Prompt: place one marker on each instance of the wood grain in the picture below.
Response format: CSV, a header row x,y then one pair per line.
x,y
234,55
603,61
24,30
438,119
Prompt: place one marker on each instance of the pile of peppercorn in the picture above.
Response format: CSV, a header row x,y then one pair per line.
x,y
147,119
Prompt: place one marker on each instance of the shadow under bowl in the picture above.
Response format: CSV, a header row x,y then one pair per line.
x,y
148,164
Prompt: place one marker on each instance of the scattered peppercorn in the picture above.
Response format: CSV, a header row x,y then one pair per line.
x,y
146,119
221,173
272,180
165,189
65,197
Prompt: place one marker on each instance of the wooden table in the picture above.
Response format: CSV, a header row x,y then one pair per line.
▬▬▬▬▬▬▬▬▬▬
_EXERCISE AIM_:
Give the records again, complete and exact.

_RESPONSE TO THIS TASK_:
Prompt: place one marker on each instance of the wood grain in the picture below.
Response format: CSV, a header row x,y then one pair per line.
x,y
234,55
603,61
24,30
438,119
Prompt: place one marker on each instance of the pile of peppercorn in the picture above.
Response format: CSV, a header row x,y then one pair per line.
x,y
147,119
Prompt: place one marker on each instance of the shadow under bowl in the picture above.
Response format: CSV, a header row x,y then one pair per line.
x,y
148,164
Prompt: place one marker on each instance of the scattered peppercorn in the picture above.
Response format: CSV, a header row x,y then one pair per line.
x,y
146,119
221,173
272,180
165,189
65,197
Prompt: place one marker on each instance of the wooden table in the picture above.
Response format: CSV, a header row x,y then one pair per line.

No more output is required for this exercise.